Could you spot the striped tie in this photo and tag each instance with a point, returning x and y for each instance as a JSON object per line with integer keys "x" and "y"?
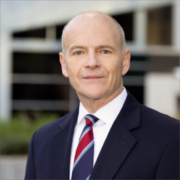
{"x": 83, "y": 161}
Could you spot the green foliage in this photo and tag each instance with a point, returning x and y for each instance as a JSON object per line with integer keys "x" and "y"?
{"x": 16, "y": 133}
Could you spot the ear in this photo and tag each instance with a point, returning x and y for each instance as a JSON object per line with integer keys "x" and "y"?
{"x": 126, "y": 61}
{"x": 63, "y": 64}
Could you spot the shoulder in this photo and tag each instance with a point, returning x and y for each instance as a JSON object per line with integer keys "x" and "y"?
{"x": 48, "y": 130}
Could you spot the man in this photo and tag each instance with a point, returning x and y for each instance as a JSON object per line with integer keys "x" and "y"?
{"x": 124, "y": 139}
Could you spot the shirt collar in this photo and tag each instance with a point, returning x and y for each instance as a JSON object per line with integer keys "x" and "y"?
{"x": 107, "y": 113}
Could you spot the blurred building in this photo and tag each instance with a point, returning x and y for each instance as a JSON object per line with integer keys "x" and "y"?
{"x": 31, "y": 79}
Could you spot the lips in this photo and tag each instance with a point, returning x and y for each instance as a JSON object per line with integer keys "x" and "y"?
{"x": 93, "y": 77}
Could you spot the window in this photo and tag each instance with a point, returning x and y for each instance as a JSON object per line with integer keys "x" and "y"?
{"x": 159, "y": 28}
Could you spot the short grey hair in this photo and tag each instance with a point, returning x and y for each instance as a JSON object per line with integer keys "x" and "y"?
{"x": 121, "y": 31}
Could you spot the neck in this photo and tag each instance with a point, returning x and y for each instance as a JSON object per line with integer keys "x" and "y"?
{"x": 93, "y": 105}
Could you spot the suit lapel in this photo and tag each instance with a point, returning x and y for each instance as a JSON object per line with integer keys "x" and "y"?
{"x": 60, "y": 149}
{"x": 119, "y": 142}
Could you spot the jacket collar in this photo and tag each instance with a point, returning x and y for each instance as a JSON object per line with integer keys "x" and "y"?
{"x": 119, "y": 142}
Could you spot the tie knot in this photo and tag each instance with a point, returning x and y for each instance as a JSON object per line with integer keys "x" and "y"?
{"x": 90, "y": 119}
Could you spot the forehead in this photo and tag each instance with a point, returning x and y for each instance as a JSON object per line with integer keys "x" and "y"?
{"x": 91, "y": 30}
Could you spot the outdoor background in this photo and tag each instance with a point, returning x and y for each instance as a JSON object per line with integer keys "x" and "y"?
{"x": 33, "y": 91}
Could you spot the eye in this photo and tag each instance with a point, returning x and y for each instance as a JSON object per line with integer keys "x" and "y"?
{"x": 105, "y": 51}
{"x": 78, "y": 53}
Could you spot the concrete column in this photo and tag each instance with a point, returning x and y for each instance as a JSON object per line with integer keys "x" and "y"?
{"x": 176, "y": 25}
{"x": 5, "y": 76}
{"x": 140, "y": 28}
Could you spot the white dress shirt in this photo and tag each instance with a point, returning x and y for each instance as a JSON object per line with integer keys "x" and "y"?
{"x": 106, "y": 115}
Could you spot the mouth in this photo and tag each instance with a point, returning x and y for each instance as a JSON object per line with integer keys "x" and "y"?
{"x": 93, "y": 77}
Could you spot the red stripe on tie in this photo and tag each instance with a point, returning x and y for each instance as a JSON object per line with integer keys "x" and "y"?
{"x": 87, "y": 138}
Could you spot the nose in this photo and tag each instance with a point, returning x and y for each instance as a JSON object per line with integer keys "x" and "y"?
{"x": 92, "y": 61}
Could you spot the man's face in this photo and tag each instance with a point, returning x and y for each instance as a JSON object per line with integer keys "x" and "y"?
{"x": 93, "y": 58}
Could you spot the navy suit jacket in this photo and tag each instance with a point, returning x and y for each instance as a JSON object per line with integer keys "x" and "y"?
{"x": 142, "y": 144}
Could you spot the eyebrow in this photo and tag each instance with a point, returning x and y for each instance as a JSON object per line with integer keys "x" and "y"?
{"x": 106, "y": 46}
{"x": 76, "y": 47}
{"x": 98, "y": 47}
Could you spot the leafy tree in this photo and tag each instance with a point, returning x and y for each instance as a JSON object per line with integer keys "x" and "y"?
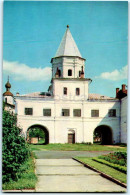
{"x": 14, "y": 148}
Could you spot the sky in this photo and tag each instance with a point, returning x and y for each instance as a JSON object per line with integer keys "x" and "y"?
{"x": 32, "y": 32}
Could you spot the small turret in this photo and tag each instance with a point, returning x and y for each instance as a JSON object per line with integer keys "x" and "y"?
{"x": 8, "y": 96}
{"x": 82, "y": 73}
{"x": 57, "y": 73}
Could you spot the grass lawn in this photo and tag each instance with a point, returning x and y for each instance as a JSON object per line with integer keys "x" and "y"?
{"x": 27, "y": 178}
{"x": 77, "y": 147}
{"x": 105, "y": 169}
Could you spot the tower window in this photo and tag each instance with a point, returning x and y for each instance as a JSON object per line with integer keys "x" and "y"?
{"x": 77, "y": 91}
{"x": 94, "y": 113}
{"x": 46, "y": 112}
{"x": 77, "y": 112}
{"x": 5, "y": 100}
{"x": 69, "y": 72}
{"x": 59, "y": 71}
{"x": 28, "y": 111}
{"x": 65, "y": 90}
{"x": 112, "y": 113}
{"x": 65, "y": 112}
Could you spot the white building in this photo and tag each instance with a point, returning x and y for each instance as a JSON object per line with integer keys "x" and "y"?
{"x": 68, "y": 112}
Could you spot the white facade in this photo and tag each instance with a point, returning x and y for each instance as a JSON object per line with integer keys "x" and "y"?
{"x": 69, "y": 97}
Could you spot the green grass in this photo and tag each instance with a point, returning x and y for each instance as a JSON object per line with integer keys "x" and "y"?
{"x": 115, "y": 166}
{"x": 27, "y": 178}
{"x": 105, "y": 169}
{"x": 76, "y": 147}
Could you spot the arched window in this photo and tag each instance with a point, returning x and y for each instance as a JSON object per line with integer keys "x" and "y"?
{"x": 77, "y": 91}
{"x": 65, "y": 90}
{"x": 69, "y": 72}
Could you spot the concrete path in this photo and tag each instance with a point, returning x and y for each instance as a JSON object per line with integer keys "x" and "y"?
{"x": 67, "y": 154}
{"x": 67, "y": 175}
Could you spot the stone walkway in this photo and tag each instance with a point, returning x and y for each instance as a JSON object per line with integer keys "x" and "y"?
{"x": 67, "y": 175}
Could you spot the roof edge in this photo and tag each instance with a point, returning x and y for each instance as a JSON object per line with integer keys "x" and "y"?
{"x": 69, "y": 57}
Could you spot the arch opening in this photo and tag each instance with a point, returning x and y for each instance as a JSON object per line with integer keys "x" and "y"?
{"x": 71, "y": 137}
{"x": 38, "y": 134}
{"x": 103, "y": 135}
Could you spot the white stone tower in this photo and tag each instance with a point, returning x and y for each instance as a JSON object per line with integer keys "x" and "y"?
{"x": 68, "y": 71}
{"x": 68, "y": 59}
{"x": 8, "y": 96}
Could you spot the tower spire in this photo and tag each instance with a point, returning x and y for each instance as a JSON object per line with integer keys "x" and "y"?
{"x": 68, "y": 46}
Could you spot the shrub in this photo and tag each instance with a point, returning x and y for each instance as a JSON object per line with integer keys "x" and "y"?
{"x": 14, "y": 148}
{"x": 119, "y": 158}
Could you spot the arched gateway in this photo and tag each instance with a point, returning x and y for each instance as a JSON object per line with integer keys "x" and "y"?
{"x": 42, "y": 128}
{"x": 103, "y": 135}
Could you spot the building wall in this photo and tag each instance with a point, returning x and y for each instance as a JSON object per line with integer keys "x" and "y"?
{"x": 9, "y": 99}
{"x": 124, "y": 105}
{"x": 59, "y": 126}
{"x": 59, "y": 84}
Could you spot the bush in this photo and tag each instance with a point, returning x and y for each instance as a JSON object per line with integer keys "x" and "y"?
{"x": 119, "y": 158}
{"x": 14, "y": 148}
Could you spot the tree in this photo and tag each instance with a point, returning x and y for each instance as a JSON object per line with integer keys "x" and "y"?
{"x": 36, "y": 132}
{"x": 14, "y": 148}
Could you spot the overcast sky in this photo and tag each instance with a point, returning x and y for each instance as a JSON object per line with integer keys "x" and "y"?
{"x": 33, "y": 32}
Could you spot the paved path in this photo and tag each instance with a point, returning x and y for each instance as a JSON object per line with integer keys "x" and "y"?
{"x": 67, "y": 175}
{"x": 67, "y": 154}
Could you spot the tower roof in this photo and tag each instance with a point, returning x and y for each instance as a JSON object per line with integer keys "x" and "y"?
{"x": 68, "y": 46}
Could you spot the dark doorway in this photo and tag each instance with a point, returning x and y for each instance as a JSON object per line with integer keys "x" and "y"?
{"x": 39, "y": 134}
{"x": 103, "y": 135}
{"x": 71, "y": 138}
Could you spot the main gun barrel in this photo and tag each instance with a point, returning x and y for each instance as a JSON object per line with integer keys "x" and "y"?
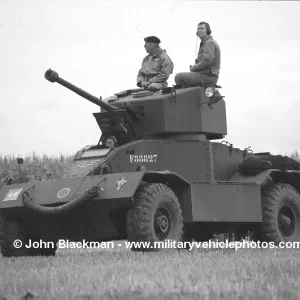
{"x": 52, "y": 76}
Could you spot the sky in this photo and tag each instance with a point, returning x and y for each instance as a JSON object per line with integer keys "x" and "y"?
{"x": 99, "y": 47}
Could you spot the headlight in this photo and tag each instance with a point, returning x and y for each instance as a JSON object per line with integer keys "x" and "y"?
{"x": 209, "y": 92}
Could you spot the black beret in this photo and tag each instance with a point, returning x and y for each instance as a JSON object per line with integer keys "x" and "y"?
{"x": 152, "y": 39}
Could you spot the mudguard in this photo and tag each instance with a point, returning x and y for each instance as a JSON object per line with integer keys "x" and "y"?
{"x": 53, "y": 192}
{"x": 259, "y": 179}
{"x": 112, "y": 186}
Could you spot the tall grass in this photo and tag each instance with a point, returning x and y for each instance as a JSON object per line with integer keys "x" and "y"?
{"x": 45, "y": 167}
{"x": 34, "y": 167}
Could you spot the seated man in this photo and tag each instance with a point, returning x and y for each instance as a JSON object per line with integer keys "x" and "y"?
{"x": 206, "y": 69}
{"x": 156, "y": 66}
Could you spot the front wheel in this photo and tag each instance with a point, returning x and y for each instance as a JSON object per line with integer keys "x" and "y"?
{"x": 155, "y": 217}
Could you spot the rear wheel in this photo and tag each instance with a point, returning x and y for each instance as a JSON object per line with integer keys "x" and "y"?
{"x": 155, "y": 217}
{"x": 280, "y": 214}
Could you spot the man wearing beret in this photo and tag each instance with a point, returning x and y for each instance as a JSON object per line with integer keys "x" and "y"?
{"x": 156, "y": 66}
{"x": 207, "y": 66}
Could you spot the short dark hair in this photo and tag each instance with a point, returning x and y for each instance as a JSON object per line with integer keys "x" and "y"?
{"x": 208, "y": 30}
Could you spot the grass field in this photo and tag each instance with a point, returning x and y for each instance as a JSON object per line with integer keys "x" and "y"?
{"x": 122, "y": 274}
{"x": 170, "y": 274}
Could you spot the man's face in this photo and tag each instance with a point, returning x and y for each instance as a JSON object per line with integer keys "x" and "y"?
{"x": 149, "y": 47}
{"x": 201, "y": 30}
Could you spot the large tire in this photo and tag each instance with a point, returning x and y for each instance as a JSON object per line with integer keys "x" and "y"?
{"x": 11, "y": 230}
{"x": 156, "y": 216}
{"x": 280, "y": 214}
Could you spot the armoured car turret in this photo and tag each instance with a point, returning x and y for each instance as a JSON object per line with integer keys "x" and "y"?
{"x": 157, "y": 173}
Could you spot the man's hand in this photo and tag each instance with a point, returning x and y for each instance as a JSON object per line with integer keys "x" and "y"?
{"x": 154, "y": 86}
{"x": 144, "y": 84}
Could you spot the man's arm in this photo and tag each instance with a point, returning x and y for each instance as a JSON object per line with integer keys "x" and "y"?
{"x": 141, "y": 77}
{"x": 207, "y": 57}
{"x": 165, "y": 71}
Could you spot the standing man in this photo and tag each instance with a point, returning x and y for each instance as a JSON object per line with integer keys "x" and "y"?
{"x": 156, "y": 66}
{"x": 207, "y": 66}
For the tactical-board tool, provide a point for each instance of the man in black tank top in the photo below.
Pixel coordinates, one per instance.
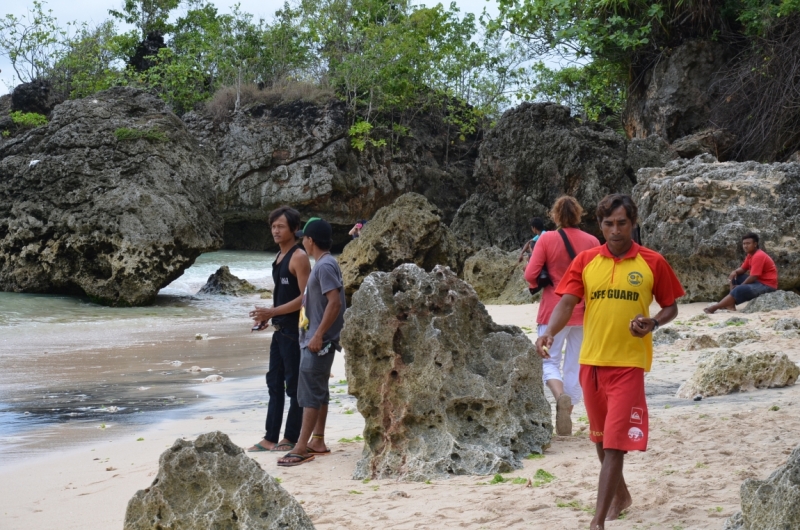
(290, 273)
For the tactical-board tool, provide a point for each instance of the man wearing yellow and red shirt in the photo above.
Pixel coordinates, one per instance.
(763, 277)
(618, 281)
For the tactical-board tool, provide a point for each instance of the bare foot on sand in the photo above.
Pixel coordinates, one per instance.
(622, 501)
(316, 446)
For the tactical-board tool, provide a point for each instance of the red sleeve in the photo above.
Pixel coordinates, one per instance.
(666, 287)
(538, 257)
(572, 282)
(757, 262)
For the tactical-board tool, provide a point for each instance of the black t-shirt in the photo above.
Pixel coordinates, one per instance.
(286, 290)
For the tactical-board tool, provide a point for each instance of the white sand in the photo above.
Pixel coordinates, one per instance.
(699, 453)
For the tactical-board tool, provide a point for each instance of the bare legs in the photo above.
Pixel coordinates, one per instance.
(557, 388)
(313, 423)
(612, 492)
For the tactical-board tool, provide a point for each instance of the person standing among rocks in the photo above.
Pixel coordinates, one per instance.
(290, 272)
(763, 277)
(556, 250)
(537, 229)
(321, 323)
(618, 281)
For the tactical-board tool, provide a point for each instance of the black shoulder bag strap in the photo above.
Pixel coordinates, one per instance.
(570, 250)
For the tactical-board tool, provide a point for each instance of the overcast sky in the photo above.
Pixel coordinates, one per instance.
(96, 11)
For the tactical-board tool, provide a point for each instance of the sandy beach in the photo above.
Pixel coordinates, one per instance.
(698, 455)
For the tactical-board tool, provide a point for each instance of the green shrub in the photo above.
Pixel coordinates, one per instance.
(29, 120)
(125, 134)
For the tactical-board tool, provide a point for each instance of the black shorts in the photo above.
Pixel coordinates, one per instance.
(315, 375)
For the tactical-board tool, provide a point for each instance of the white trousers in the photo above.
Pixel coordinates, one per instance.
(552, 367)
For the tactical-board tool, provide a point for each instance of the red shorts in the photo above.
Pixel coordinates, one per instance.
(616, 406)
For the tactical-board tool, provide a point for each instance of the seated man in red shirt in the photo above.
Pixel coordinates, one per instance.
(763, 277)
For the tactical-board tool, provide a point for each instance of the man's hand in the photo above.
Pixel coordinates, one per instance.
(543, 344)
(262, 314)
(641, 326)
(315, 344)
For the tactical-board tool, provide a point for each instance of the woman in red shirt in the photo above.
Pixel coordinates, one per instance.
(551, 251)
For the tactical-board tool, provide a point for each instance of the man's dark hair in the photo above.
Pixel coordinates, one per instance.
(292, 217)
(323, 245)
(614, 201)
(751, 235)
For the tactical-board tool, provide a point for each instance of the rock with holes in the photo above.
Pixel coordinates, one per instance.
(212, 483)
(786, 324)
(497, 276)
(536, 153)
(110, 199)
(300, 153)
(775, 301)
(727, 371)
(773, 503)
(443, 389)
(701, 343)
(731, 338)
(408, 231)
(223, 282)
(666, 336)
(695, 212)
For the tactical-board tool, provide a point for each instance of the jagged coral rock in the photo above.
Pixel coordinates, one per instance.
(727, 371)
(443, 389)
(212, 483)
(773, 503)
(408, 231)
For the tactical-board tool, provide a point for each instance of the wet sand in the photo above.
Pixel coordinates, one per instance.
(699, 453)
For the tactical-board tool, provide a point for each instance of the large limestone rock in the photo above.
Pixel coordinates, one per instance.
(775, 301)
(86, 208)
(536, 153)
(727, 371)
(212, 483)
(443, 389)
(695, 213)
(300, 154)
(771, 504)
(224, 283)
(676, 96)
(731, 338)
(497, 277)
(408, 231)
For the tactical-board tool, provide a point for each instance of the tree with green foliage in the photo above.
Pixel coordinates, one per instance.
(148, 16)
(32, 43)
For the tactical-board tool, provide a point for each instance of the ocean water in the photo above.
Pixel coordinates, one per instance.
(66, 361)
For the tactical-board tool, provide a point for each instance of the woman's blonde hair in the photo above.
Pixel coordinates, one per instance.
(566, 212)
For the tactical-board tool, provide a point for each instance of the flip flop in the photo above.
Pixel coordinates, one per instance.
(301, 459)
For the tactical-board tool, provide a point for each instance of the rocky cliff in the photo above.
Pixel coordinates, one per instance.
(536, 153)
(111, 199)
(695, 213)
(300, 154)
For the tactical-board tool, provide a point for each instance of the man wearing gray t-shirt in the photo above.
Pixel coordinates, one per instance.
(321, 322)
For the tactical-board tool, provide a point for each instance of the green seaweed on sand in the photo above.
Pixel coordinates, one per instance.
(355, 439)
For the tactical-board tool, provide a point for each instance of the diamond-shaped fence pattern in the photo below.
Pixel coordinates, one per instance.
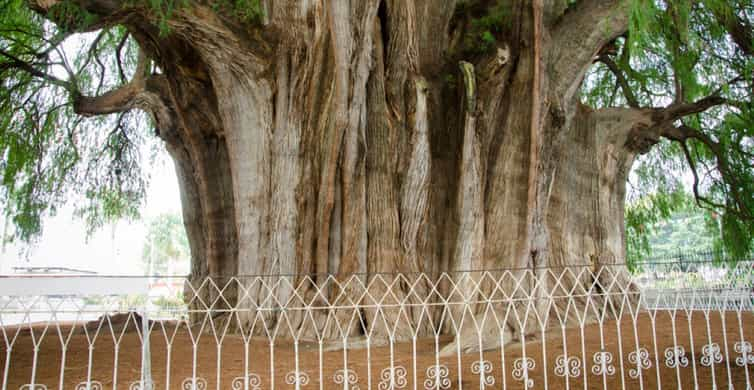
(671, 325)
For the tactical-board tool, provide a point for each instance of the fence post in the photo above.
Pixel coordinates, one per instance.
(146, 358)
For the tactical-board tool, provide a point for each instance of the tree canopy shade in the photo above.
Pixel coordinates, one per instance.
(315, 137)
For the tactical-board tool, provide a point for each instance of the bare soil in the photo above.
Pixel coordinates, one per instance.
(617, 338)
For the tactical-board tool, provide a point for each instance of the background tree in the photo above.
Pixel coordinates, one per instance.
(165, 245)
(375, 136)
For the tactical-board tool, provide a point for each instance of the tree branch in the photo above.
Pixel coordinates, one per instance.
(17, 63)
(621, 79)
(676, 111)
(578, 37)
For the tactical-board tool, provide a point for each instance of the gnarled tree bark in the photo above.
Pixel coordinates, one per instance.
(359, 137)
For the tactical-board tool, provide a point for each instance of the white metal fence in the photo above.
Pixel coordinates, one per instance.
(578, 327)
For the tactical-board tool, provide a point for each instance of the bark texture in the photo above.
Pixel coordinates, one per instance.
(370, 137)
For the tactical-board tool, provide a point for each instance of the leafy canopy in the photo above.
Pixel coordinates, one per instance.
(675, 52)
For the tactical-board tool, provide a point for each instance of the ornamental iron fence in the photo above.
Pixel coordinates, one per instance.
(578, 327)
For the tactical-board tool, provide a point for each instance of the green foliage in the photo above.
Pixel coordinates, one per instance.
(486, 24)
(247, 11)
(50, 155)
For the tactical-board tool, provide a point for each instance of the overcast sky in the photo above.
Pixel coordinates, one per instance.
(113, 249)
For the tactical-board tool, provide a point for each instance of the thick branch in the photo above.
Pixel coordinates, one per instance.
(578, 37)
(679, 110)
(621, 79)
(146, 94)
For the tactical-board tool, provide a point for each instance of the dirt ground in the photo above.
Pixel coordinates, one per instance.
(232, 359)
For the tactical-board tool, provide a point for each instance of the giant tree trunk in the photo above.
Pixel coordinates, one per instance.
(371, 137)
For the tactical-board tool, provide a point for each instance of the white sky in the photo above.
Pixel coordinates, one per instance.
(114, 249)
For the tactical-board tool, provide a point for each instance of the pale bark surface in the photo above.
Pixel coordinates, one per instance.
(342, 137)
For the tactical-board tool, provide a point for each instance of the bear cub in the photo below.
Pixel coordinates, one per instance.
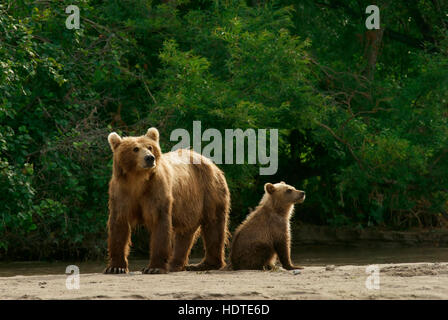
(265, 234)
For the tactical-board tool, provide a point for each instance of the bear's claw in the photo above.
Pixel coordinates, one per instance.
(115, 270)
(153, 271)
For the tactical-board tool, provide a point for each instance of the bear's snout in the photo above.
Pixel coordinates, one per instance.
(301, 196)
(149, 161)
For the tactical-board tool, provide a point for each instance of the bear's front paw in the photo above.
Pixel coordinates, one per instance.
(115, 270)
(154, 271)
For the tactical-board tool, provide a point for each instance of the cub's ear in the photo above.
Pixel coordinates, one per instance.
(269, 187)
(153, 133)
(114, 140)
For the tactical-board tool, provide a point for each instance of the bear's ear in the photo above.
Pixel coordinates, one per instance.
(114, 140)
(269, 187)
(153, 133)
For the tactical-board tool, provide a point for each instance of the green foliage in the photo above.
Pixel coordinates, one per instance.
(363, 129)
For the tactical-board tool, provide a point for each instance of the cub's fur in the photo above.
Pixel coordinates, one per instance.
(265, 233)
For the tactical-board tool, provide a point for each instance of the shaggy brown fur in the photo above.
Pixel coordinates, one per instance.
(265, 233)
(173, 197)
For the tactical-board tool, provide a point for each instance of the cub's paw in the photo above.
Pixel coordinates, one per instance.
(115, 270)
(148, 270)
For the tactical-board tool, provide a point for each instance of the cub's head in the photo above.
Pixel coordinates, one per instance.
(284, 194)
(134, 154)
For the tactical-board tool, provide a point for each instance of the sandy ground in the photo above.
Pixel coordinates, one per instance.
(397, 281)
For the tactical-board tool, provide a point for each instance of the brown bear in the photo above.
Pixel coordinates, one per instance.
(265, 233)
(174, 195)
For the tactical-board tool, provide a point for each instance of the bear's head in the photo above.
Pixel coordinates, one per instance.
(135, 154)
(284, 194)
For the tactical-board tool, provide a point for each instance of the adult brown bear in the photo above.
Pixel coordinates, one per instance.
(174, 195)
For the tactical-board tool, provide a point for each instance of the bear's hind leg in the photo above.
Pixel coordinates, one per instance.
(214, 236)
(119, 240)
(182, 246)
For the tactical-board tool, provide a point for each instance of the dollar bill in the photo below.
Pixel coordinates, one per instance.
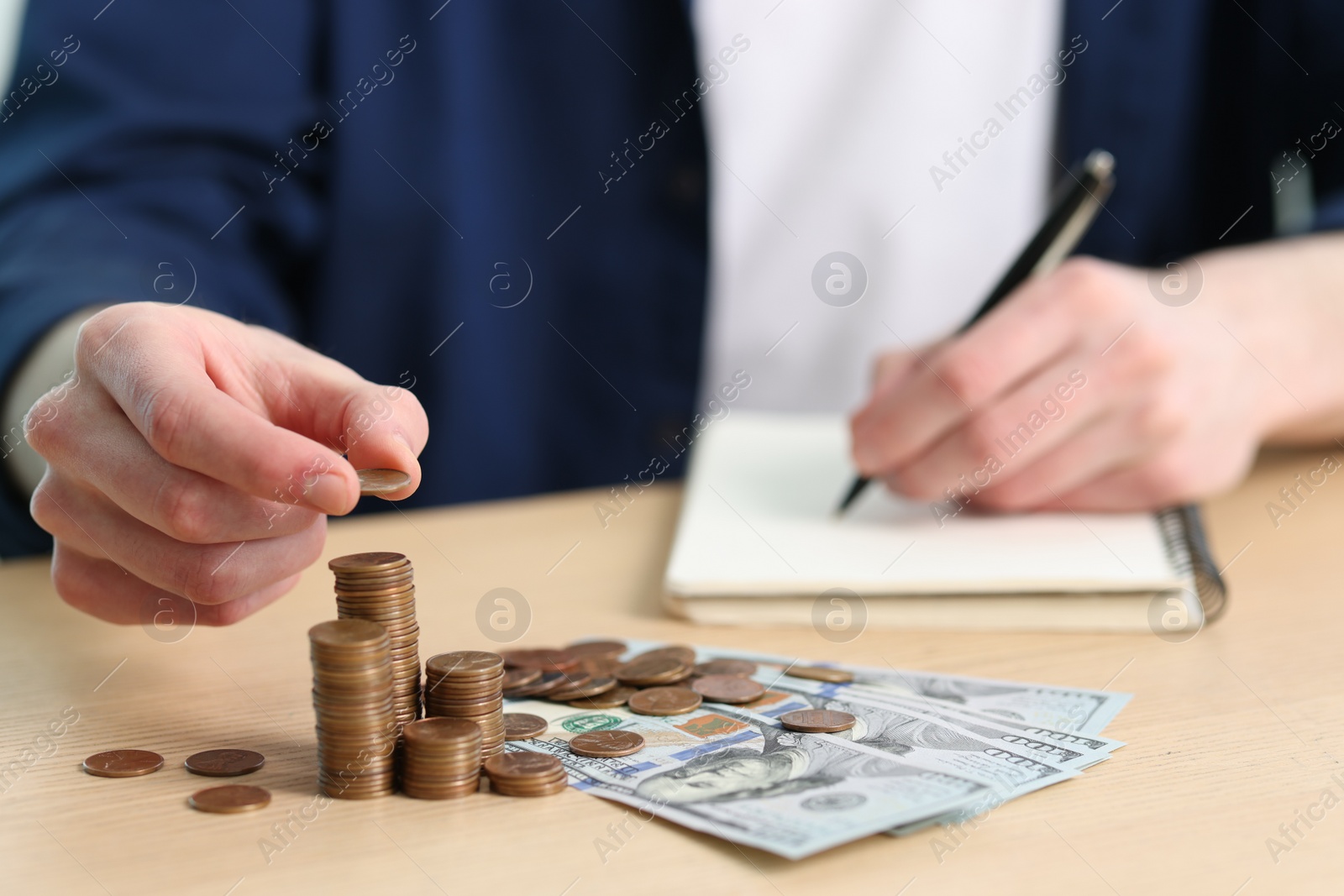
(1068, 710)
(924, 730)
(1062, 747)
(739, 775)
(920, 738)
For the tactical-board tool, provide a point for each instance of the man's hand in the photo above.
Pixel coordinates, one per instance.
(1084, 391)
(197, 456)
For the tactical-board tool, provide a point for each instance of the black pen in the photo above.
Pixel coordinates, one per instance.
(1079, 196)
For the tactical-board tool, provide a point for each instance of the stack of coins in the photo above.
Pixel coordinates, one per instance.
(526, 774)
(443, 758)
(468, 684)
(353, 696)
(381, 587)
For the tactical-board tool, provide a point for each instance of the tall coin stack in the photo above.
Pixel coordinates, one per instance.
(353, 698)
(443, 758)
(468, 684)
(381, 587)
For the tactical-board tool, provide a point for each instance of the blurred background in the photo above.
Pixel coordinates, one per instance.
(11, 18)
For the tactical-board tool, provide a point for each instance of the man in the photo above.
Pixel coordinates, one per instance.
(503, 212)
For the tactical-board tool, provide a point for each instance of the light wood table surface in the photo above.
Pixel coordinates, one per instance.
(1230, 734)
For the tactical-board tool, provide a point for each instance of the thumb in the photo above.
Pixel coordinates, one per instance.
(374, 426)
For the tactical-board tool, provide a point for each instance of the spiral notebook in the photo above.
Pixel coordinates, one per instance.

▬▬▬

WHAT TO WORK ON
Lines with the string "surface": pick each one out of the material and return it.

RESPONSE FOR THIS EXERCISE
For the tactical-board tool, provide a point for each instance of the pale bark surface in the photo above.
For the tactical-board tool, provide a point for each instance of the light wood table surface in the photo above.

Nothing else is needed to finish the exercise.